#### Record set
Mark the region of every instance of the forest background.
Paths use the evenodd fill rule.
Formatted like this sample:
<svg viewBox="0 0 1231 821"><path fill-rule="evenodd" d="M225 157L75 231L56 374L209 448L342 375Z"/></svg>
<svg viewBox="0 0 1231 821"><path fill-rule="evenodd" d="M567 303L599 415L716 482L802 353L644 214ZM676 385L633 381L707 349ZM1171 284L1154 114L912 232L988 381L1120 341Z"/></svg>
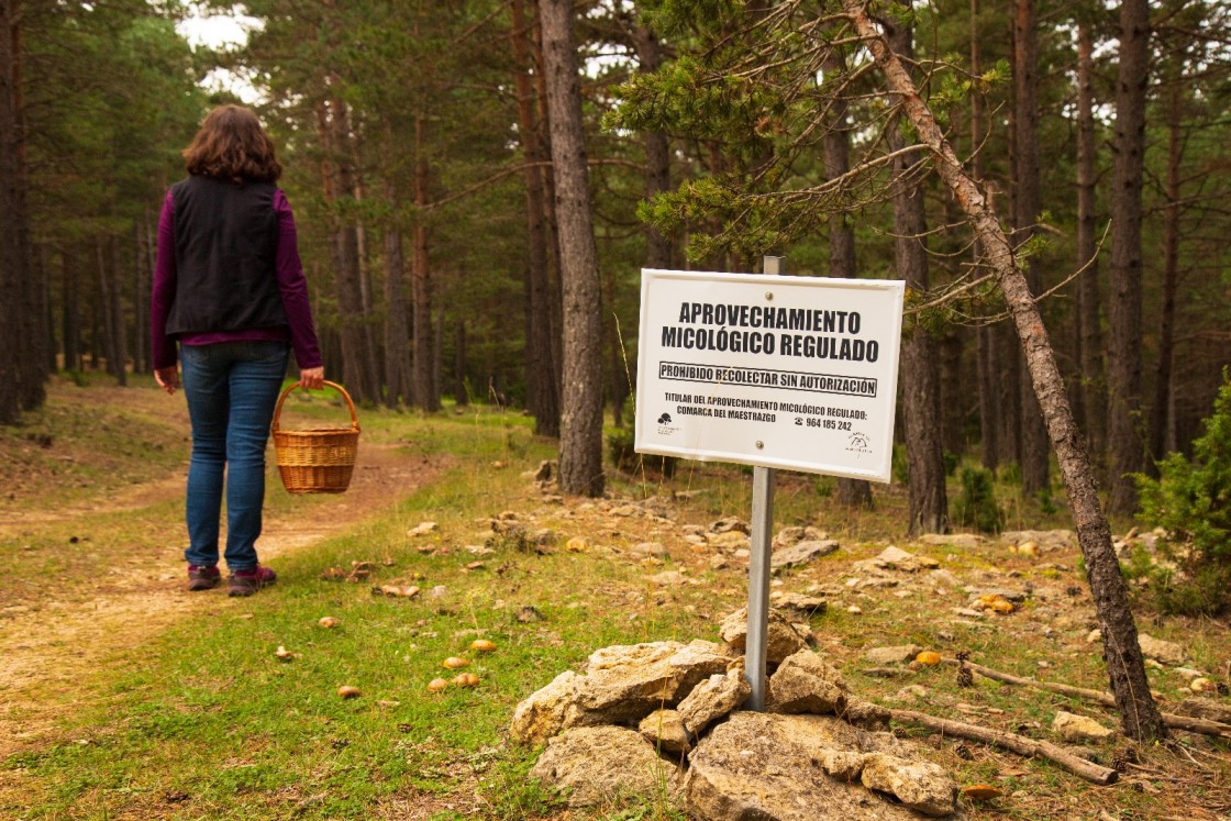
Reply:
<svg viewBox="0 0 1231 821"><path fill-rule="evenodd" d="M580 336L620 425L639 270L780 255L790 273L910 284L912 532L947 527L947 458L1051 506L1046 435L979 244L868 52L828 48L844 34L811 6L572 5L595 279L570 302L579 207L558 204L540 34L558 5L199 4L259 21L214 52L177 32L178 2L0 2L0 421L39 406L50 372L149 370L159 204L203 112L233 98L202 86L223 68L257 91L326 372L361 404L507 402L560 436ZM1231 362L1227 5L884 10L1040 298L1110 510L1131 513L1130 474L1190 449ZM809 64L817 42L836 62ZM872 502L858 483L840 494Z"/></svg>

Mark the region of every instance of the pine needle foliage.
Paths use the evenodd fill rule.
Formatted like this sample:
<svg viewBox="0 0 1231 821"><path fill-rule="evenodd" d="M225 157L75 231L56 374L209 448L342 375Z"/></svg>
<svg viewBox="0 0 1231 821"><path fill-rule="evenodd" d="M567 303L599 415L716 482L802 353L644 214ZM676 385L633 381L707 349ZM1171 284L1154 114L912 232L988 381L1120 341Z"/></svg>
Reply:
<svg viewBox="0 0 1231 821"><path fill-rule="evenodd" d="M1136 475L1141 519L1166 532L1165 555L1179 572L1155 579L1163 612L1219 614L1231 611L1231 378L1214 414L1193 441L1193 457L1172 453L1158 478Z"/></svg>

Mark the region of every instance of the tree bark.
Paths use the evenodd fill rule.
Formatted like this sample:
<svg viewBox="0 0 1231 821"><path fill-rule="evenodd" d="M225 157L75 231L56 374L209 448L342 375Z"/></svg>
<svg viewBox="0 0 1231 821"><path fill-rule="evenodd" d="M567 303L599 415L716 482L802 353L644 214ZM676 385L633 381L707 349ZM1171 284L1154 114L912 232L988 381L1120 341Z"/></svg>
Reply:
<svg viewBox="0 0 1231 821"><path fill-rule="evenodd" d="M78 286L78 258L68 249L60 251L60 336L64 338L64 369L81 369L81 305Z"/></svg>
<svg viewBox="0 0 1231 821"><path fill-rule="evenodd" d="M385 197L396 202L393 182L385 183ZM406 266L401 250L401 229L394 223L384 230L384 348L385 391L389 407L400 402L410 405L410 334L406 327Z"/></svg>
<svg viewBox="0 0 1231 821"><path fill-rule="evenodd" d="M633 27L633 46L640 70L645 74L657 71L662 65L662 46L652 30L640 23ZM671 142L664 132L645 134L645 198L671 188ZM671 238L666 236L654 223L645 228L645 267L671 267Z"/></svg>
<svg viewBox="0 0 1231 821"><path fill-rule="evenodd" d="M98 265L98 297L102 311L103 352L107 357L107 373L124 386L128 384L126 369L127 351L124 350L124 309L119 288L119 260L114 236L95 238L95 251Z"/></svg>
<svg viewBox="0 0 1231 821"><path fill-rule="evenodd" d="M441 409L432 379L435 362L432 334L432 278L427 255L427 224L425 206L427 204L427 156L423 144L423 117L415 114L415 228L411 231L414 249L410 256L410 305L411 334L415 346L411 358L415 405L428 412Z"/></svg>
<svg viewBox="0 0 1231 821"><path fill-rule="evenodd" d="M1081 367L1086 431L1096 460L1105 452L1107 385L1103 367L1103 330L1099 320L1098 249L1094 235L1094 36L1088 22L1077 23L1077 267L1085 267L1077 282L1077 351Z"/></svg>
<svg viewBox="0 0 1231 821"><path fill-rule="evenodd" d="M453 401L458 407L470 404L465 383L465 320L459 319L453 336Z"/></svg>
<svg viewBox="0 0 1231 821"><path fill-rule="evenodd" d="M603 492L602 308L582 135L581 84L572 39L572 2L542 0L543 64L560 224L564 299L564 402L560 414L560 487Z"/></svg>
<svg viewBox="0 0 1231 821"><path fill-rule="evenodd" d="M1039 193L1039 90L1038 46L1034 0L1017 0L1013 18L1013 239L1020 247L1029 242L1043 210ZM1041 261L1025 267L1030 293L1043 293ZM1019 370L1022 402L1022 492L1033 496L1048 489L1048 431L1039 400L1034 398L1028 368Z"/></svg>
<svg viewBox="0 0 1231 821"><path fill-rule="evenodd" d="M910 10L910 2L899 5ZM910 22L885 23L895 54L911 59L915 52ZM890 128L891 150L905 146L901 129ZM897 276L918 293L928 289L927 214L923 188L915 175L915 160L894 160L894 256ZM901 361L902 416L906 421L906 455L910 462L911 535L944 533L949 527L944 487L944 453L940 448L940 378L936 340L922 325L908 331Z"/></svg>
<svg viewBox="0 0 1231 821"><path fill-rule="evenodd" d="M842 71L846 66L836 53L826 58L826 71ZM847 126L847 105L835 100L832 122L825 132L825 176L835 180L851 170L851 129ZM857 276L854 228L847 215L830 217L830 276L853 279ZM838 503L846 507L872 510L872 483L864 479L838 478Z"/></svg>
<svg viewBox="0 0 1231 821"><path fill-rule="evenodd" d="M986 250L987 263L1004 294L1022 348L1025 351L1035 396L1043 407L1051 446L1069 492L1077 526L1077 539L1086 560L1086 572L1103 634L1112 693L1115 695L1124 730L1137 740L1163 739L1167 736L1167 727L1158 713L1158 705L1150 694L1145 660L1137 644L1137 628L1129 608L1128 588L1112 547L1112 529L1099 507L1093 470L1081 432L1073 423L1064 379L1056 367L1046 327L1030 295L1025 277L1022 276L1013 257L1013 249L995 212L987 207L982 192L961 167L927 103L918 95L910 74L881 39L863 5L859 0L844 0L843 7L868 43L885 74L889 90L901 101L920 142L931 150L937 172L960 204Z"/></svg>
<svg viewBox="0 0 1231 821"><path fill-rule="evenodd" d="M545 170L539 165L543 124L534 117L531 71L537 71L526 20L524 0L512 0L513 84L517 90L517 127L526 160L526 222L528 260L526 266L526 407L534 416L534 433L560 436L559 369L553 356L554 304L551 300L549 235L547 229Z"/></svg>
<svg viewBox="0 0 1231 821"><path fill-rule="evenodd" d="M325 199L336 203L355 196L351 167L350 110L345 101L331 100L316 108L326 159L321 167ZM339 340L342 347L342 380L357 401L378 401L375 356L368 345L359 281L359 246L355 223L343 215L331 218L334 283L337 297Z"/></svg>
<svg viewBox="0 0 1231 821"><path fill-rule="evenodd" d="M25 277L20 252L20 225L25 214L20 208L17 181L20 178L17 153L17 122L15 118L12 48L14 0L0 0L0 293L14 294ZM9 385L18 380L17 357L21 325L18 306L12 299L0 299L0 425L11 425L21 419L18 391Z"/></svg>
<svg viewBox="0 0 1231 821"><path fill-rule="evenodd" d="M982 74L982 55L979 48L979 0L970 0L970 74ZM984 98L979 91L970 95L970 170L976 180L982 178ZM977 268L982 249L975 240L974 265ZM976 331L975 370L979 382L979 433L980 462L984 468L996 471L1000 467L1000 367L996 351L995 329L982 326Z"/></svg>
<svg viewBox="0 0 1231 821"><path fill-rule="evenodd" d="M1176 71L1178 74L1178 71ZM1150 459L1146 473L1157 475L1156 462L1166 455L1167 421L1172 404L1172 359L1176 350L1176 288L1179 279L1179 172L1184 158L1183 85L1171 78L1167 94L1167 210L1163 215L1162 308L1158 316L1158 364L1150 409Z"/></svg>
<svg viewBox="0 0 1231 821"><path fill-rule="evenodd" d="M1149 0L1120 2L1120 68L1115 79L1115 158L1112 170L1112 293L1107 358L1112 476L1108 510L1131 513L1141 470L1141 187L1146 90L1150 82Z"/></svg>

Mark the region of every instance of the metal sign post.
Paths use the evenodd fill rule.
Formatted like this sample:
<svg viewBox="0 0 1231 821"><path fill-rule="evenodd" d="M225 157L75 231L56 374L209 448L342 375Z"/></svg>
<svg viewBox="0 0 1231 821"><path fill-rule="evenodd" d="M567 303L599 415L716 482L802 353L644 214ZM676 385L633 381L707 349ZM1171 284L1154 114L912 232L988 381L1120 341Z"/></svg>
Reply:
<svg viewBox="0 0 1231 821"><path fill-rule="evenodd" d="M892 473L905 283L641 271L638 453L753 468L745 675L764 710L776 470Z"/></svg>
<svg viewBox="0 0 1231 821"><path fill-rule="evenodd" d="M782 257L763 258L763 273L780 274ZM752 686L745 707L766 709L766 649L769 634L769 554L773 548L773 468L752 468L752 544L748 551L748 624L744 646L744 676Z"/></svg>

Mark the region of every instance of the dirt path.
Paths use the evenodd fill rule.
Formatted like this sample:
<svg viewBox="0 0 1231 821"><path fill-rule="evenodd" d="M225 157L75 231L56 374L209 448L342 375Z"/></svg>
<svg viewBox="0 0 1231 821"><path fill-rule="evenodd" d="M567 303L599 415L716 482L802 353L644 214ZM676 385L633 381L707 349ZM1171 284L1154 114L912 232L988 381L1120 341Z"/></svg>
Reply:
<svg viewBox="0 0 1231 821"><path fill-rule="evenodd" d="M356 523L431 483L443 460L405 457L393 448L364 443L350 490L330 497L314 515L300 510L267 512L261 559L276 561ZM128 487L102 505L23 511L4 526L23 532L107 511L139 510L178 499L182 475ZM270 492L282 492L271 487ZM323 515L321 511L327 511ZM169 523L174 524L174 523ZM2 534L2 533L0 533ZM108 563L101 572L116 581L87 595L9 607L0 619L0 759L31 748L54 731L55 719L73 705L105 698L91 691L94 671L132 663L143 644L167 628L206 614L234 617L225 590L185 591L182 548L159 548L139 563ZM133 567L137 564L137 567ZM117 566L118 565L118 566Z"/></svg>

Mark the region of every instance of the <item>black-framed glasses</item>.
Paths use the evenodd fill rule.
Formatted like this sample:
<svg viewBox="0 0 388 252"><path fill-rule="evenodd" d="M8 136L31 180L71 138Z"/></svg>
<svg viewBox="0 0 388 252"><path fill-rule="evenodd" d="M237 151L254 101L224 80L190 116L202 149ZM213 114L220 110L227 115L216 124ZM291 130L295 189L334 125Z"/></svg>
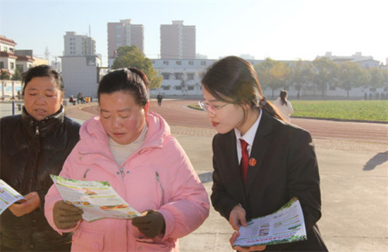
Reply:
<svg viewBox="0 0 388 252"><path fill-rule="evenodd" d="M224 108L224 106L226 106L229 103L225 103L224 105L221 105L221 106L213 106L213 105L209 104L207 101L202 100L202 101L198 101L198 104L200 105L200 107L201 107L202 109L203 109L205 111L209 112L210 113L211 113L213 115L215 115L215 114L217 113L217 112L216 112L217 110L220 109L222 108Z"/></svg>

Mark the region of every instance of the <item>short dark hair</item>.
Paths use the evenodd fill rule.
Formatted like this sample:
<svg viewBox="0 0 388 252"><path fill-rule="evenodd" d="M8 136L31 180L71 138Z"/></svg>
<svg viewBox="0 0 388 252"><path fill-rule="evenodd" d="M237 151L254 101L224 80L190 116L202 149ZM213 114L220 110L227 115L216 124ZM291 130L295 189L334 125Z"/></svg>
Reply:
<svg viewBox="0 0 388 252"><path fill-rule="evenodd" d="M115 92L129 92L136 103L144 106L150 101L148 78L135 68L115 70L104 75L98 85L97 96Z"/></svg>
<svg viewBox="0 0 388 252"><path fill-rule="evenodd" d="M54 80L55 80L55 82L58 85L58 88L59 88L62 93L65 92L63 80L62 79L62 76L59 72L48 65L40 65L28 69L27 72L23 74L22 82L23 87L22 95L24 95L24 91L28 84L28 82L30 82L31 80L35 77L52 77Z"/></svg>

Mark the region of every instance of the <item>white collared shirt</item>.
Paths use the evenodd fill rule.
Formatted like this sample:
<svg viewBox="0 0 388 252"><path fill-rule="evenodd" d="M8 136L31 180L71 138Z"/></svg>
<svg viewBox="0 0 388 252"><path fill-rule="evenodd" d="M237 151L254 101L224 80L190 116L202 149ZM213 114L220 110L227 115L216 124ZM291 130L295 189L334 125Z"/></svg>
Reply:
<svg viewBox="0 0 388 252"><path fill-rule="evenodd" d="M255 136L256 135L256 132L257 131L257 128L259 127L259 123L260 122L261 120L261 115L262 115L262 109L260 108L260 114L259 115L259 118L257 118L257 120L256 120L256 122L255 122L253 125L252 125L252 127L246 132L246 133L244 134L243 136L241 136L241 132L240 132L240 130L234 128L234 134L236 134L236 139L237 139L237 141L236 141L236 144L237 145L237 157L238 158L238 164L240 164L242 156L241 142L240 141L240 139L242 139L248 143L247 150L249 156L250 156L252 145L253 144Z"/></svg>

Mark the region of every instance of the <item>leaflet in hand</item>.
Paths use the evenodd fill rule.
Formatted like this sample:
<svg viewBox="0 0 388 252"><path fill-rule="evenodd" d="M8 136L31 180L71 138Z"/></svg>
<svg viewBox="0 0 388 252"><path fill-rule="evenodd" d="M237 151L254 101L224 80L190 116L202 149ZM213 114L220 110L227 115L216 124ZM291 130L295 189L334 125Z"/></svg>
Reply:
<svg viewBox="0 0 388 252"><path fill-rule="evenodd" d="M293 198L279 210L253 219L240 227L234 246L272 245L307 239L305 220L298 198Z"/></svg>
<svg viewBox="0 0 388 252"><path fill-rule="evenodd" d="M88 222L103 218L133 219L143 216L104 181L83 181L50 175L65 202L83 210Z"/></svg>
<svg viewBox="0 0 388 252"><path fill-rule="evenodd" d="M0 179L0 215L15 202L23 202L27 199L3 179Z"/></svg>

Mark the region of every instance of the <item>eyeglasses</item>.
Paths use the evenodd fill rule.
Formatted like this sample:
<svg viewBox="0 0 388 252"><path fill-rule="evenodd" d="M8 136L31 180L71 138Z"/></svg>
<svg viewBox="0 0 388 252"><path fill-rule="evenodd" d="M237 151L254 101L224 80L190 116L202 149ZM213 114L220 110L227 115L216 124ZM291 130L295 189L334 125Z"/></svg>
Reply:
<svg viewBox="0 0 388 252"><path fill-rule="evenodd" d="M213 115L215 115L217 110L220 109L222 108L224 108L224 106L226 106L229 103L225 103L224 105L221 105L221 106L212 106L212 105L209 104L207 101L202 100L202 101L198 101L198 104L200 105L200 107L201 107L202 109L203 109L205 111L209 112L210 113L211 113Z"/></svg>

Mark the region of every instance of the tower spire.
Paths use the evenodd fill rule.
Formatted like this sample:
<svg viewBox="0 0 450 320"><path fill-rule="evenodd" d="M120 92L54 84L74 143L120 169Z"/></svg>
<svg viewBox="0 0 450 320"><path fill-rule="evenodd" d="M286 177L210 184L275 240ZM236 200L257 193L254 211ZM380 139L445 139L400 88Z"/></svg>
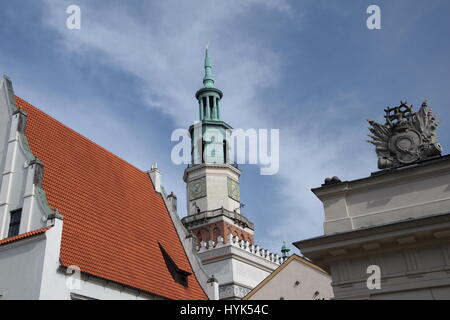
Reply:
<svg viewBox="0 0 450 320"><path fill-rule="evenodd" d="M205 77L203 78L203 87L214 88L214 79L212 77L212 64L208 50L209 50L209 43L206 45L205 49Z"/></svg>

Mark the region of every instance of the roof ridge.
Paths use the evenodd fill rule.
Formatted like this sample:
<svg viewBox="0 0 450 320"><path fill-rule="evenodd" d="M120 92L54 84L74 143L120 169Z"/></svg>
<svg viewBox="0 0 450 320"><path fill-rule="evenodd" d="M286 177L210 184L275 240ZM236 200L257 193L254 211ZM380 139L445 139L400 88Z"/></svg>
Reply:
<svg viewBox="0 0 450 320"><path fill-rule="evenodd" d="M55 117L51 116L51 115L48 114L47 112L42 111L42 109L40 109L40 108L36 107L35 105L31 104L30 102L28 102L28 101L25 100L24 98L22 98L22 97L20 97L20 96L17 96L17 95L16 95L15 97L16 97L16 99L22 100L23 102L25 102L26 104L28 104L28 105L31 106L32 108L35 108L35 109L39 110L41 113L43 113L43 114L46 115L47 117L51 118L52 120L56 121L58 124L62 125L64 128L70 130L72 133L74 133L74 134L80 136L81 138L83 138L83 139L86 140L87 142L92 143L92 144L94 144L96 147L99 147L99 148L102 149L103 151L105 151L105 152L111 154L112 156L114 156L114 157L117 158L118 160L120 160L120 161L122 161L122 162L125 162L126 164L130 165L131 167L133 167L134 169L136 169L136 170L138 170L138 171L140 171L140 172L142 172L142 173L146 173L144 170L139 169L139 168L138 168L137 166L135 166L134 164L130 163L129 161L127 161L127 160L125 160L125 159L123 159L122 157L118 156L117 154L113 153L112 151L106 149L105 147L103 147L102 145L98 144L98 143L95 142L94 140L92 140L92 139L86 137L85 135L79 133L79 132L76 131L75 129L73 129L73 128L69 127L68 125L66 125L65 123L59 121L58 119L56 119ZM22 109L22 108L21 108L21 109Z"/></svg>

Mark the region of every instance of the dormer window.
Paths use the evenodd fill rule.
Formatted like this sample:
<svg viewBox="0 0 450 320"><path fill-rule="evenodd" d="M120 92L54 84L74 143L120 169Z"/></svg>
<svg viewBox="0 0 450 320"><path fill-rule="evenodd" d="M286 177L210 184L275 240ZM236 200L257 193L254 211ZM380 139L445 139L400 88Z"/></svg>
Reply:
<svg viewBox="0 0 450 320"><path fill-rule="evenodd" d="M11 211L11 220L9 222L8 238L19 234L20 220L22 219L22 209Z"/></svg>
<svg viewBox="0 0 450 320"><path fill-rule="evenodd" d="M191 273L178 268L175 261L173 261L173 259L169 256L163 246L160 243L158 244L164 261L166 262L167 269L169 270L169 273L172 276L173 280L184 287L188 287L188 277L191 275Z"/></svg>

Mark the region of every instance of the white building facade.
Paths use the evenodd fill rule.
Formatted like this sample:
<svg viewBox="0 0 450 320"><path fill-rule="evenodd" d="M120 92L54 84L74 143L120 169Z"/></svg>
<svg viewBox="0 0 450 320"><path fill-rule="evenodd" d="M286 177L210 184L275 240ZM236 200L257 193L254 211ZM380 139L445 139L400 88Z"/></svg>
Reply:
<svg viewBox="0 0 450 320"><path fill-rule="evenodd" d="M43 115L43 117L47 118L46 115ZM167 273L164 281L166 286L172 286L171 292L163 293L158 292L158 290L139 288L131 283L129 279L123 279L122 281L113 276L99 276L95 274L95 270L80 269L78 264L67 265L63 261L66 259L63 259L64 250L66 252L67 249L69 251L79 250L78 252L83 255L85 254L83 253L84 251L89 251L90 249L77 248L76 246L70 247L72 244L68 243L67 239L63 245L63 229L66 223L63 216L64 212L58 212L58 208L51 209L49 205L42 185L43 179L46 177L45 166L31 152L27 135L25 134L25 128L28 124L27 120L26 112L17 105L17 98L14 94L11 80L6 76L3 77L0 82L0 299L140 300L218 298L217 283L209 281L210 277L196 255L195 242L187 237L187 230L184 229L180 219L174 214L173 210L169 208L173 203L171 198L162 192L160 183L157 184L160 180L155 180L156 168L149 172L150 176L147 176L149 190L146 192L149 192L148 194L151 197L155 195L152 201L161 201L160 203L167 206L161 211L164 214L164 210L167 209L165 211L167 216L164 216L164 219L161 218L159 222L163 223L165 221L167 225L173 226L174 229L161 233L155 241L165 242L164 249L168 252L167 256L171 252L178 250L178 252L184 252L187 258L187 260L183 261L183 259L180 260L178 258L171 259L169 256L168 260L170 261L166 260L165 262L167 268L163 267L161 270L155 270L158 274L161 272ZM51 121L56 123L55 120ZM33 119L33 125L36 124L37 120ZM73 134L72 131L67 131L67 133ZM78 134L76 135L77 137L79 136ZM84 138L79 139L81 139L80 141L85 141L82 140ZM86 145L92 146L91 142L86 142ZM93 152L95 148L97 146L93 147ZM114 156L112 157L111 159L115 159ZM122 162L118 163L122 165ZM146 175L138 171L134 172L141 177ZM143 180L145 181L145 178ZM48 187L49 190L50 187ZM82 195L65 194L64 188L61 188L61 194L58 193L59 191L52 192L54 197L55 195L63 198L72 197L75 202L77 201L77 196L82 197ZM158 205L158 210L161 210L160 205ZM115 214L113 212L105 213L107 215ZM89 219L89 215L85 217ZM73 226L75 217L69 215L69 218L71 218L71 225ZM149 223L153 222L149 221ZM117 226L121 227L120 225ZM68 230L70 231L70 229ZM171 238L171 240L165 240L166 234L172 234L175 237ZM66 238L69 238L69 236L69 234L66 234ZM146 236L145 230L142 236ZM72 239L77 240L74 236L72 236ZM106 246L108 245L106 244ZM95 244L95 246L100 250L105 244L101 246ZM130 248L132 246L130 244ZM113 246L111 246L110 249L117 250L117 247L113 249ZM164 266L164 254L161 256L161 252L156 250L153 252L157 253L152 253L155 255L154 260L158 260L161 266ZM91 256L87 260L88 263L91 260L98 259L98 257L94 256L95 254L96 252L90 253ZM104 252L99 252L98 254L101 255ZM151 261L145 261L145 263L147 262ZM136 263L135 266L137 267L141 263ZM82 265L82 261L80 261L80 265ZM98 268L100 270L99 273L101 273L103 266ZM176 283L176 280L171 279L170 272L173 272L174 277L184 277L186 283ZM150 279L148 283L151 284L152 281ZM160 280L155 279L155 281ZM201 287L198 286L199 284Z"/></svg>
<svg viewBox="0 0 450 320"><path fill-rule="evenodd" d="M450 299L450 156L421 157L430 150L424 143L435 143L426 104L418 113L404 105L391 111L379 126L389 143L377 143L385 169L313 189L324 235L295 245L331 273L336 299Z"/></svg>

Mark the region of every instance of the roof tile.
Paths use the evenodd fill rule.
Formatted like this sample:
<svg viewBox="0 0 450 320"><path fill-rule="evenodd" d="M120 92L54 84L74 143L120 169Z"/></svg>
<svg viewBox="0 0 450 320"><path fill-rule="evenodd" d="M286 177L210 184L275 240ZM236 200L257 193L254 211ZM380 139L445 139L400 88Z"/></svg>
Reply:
########
Output the lines of the records starting at the line containing "Mark the region of every instance of the tree" and ending at the line containing "265L98 297L102 311L103" as a JSON list of strings, one string per line, leaving out blank lines.

* **Full response**:
[
  "Mark the region of every instance of the tree bark.",
  "Paths use the evenodd fill rule.",
  "Formatted like this sample:",
  "<svg viewBox=\"0 0 1231 821\"><path fill-rule=\"evenodd\" d=\"M225 157L75 231L56 374L209 448L342 375Z\"/></svg>",
  "<svg viewBox=\"0 0 1231 821\"><path fill-rule=\"evenodd\" d=\"M567 303L599 415L716 482L802 353L644 214ZM676 385L633 381L707 349ZM1171 284L1154 114L912 232L988 381L1120 341Z\"/></svg>",
  "Reply:",
  "<svg viewBox=\"0 0 1231 821\"><path fill-rule=\"evenodd\" d=\"M78 286L78 258L68 249L60 251L60 336L64 338L64 369L81 369L81 305Z\"/></svg>",
  "<svg viewBox=\"0 0 1231 821\"><path fill-rule=\"evenodd\" d=\"M385 197L396 202L393 182L385 183ZM406 266L401 250L401 229L394 223L384 230L384 348L385 391L389 407L400 402L410 405L410 334L406 327Z\"/></svg>",
  "<svg viewBox=\"0 0 1231 821\"><path fill-rule=\"evenodd\" d=\"M633 27L633 46L640 70L645 74L657 71L662 65L662 46L652 30L640 23ZM671 142L664 132L645 134L645 198L671 188ZM671 238L666 236L654 223L645 228L645 267L671 267Z\"/></svg>",
  "<svg viewBox=\"0 0 1231 821\"><path fill-rule=\"evenodd\" d=\"M98 265L98 297L102 311L103 352L107 357L107 373L124 386L128 384L126 369L127 351L124 350L124 309L119 288L119 260L114 236L95 238L95 251Z\"/></svg>"
]